— Begin RECORDS SUPPLIED —

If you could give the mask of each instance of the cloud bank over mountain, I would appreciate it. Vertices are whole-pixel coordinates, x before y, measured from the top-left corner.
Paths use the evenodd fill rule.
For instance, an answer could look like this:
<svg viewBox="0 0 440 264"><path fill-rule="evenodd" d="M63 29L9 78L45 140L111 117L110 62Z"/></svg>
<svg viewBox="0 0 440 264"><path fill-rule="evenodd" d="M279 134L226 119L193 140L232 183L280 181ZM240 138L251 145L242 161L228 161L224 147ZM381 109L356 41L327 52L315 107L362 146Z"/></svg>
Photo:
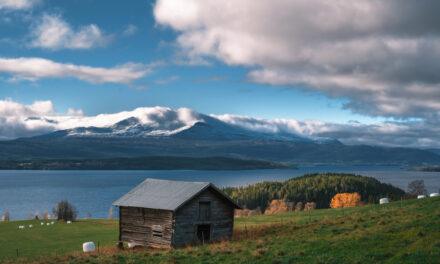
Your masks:
<svg viewBox="0 0 440 264"><path fill-rule="evenodd" d="M436 0L158 0L154 15L189 61L246 66L250 81L345 98L361 114L438 121L438 10Z"/></svg>
<svg viewBox="0 0 440 264"><path fill-rule="evenodd" d="M207 117L249 131L268 134L294 134L308 138L332 138L344 144L439 148L440 129L429 122L386 122L378 124L337 124L323 121L294 119L262 119L239 115L204 115L189 108L140 107L114 114L86 116L81 110L57 112L51 101L36 101L23 105L11 100L0 101L0 139L42 135L78 127L106 128L135 118L150 135L170 135L204 122Z"/></svg>

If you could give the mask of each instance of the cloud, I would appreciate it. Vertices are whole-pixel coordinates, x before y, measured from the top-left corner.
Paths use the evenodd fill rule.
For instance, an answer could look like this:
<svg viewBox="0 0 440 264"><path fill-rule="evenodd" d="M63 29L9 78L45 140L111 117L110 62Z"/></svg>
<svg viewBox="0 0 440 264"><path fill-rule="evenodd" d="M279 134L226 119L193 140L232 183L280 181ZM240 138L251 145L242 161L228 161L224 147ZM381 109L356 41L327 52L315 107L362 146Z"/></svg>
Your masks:
<svg viewBox="0 0 440 264"><path fill-rule="evenodd" d="M34 6L38 0L0 0L0 10L1 9L29 9Z"/></svg>
<svg viewBox="0 0 440 264"><path fill-rule="evenodd" d="M170 77L167 77L164 79L157 79L154 81L154 83L155 84L168 84L168 83L175 82L178 80L180 80L180 77L177 75L174 75L174 76L170 76Z"/></svg>
<svg viewBox="0 0 440 264"><path fill-rule="evenodd" d="M309 138L332 138L348 145L440 148L440 126L429 121L338 124L318 120L262 119L240 115L210 115L231 125L264 133L296 134ZM57 112L51 101L24 105L0 100L0 139L41 135L76 127L110 127L137 118L149 135L167 135L186 129L205 115L189 108L139 107L132 111L86 116L82 110Z"/></svg>
<svg viewBox="0 0 440 264"><path fill-rule="evenodd" d="M188 108L140 107L114 114L85 116L82 110L75 109L59 113L51 101L24 105L0 100L0 139L30 137L76 127L109 127L131 117L151 128L151 135L173 133L201 120L197 112Z"/></svg>
<svg viewBox="0 0 440 264"><path fill-rule="evenodd" d="M440 115L440 2L158 0L192 61L249 67L258 83L345 98L395 118Z"/></svg>
<svg viewBox="0 0 440 264"><path fill-rule="evenodd" d="M196 79L196 80L194 80L194 82L196 82L196 83L224 82L224 81L226 81L228 79L229 78L227 76L212 76L212 77L209 77L209 78Z"/></svg>
<svg viewBox="0 0 440 264"><path fill-rule="evenodd" d="M124 32L122 32L122 35L123 36L131 36L131 35L136 34L137 31L138 31L138 28L135 25L130 24L125 28Z"/></svg>
<svg viewBox="0 0 440 264"><path fill-rule="evenodd" d="M123 83L145 77L151 65L126 63L112 68L99 68L69 63L58 63L43 58L2 58L0 72L13 75L13 79L36 81L42 78L73 77L90 83Z"/></svg>
<svg viewBox="0 0 440 264"><path fill-rule="evenodd" d="M112 38L95 24L74 30L59 15L49 14L33 25L31 35L30 46L51 50L91 49L105 46Z"/></svg>
<svg viewBox="0 0 440 264"><path fill-rule="evenodd" d="M266 133L293 133L310 138L337 139L347 145L439 148L438 123L424 121L378 124L338 124L317 120L261 119L238 115L211 115L226 123Z"/></svg>

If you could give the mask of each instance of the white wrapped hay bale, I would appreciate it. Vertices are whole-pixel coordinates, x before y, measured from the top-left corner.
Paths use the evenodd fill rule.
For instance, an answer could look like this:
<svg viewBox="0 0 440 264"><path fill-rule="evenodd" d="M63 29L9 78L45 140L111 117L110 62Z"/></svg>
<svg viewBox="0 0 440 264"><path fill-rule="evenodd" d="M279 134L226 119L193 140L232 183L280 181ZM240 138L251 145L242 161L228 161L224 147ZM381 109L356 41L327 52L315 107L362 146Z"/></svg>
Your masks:
<svg viewBox="0 0 440 264"><path fill-rule="evenodd" d="M95 251L95 243L93 243L92 241L83 243L83 251L84 252Z"/></svg>
<svg viewBox="0 0 440 264"><path fill-rule="evenodd" d="M388 198L381 198L380 200L379 200L379 203L380 204L385 204L385 203L389 203L390 201L388 200Z"/></svg>
<svg viewBox="0 0 440 264"><path fill-rule="evenodd" d="M136 246L136 244L134 242L128 243L128 248L134 248L135 246Z"/></svg>

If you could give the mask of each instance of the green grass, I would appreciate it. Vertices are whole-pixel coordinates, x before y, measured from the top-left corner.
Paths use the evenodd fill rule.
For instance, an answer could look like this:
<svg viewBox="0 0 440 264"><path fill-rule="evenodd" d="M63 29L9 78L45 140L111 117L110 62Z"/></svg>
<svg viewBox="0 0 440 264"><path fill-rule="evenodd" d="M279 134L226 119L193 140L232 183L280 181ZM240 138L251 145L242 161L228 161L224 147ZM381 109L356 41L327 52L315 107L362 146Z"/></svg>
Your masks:
<svg viewBox="0 0 440 264"><path fill-rule="evenodd" d="M51 220L52 221L52 220ZM112 246L118 239L118 221L106 219L81 220L72 224L55 222L41 226L42 220L0 222L0 259L36 255L64 255L82 250L82 243L99 241ZM34 227L29 228L32 224ZM18 226L25 225L25 229Z"/></svg>
<svg viewBox="0 0 440 264"><path fill-rule="evenodd" d="M6 231L12 238L7 244L0 240L0 254L3 256L3 248L14 249L12 244L19 245L17 241L22 240L27 240L23 243L28 247L44 248L41 254L61 247L58 243L65 243L66 248L70 245L71 251L80 250L86 240L107 241L112 245L116 242L117 226L104 223L105 220L91 220L71 226L58 224L58 240L64 237L69 242L49 239L43 231L40 235L26 235L25 230L18 230L18 222L1 223L2 236ZM7 230L6 226L13 230ZM48 245L52 239L55 241ZM308 212L294 212L238 218L232 241L205 246L174 250L111 249L104 254L75 253L16 261L30 260L42 263L440 263L440 198L315 210L310 216Z"/></svg>

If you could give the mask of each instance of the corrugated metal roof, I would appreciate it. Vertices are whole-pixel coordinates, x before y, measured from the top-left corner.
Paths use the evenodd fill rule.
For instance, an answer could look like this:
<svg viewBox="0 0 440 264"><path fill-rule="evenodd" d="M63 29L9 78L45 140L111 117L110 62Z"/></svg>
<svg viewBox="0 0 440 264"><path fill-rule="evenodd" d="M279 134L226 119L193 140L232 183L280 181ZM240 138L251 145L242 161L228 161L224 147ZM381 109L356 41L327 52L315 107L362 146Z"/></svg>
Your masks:
<svg viewBox="0 0 440 264"><path fill-rule="evenodd" d="M113 205L175 211L210 186L239 208L229 197L209 182L168 181L151 178L146 179L119 198Z"/></svg>

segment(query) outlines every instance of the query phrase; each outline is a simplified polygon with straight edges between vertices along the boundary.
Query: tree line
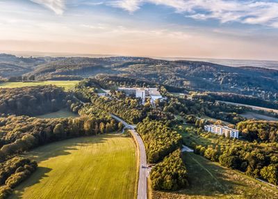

— End RECORDS SUPPLIED —

▶ EXERCISE: Convert the rows between the line containing "of the green" and the line containing "220L52 221L52 220ZM112", inclusive, into a two-column CSV with the headers instruction and output. Give one line per row, with its text and its answer each in a single quoted field and line breaks replaced by spaces.

▶ RESULT BELOW:
instruction,output
"If you could give the mask of each instance of the green grass, I would appreciate it. Vertices are whole-pixel coordinates, x before y, measured from the top-left corner. Paths use the evenodd fill rule. For instance, an answer could look like this: <svg viewBox=""0 0 440 264""><path fill-rule=""evenodd"" d=""M63 29L9 78L45 140L111 117L110 62Z""/></svg> <svg viewBox=""0 0 440 264""><path fill-rule=""evenodd"" d=""M279 134L226 119L193 140L232 183L280 181ZM240 138L251 145L242 161L228 161L224 147ZM381 109L356 41L327 52L315 107L362 146Z""/></svg> Your masks:","<svg viewBox=""0 0 440 264""><path fill-rule=""evenodd"" d=""M51 220L52 221L52 220ZM112 246L118 239L118 221L106 219L81 220L72 224L55 222L41 226L42 220L0 222L0 259L36 255L64 255L82 250L82 243L99 241ZM34 227L29 228L32 224ZM18 226L25 225L25 229Z""/></svg>"